* EXERCISE PROMPT:
Every line containing "below" should be copied out. Go through the entries and find them.

* DATA EXTRACTS:

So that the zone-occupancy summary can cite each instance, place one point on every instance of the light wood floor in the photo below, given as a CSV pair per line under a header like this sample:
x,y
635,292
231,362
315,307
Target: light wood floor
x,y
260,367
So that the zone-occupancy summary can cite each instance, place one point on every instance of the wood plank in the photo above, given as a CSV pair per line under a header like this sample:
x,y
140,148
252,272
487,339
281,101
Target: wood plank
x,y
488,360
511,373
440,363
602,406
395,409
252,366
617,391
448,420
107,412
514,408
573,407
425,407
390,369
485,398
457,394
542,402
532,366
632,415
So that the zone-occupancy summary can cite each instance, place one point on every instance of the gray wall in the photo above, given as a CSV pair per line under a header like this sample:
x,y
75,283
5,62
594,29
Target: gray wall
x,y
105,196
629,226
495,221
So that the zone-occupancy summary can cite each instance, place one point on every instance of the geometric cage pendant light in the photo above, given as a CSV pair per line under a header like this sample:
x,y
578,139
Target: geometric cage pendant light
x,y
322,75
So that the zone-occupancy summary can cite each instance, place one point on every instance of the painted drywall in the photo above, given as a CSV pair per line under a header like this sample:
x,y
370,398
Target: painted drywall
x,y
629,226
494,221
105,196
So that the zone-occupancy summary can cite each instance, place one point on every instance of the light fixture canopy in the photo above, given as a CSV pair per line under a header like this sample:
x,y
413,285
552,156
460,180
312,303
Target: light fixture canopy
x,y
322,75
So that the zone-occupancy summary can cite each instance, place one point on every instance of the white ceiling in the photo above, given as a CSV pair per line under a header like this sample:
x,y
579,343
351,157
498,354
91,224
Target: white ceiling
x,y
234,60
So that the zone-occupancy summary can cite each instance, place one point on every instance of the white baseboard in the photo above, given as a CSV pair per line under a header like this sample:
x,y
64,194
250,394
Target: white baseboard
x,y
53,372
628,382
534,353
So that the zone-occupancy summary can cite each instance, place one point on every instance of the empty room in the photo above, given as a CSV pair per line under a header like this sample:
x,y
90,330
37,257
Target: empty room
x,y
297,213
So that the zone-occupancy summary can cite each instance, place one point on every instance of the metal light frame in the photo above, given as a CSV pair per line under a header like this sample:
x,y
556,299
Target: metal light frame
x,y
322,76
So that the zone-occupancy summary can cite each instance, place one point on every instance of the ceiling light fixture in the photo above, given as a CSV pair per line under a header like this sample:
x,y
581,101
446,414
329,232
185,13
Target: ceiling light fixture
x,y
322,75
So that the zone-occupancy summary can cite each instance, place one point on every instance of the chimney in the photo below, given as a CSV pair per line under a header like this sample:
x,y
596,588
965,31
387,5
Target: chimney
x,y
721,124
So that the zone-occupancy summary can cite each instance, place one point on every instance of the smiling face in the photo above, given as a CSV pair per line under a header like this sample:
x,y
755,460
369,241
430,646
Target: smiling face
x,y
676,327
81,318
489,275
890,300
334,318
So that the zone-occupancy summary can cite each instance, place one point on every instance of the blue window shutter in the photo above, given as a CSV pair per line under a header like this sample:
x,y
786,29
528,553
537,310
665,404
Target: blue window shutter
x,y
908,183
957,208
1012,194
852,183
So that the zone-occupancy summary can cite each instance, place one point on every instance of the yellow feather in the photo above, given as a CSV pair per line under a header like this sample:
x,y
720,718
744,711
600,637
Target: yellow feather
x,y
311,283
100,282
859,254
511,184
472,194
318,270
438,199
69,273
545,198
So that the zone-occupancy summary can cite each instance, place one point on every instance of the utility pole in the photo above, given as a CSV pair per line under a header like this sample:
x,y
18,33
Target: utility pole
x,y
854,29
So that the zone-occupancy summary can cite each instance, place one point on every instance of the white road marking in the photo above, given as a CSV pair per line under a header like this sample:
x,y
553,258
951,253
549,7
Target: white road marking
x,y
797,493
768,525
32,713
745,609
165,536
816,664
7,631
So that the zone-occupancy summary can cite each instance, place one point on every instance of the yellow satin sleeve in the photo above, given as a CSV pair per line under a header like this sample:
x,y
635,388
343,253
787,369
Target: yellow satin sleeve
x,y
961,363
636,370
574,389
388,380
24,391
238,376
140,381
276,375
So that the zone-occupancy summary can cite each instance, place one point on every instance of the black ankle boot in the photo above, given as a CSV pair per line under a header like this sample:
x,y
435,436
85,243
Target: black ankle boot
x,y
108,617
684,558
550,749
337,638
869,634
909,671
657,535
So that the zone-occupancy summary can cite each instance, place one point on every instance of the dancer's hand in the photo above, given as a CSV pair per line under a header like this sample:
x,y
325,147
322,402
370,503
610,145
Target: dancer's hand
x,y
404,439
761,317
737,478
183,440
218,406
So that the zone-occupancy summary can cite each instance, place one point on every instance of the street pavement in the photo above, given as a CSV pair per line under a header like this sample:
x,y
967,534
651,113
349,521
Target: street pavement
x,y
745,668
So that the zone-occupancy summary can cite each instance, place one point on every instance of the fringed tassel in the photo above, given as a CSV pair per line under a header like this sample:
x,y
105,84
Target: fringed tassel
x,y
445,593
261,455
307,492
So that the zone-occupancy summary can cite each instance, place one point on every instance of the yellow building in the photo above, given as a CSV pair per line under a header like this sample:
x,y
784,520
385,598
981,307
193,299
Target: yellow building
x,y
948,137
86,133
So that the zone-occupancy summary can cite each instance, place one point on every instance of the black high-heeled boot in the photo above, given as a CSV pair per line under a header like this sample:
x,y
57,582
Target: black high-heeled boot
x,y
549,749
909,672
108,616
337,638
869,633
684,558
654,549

* THE COMPLETED TASK:
So that the zone-occupancy summary can cite each instance, place one point on every instance of the light wood floor in the photo below, given as a CSV pair per line under a header like this sample:
So that the zone-occupancy summary can cite each instance, place one point on every instance of the chimney in the photo below, given as a CSV pair per line under a header like this sample:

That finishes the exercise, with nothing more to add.